----- RECORDS SUPPLIED

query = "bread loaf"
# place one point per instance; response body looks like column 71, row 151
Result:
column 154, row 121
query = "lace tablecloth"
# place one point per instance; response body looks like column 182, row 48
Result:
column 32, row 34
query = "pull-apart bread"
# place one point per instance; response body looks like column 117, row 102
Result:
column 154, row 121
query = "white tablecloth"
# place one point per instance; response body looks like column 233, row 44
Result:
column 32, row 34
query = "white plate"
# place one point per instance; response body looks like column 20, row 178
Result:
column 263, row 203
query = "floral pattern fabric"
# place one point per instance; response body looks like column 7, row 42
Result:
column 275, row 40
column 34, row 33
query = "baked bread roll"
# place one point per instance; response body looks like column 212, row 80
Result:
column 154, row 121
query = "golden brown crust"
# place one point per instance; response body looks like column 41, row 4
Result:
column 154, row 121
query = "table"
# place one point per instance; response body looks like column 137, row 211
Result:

----------
----- RECORDS SUPPLIED

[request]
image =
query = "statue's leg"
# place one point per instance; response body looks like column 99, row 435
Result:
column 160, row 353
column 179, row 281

----------
----- RECORDS SUPPLIED

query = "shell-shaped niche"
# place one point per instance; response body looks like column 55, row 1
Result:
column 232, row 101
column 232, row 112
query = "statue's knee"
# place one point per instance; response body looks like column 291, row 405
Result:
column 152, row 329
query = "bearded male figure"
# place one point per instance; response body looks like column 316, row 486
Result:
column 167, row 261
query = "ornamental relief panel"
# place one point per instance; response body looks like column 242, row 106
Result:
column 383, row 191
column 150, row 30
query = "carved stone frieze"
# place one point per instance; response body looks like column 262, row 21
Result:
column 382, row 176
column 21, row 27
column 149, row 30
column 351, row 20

----------

EXERCISE REQUIREMENTS:
Which lines in the entries above contain the word "white"? Locate each one and copy it out in full.

THE OUTPUT:
query = "white tablecloth"
query = "white plate"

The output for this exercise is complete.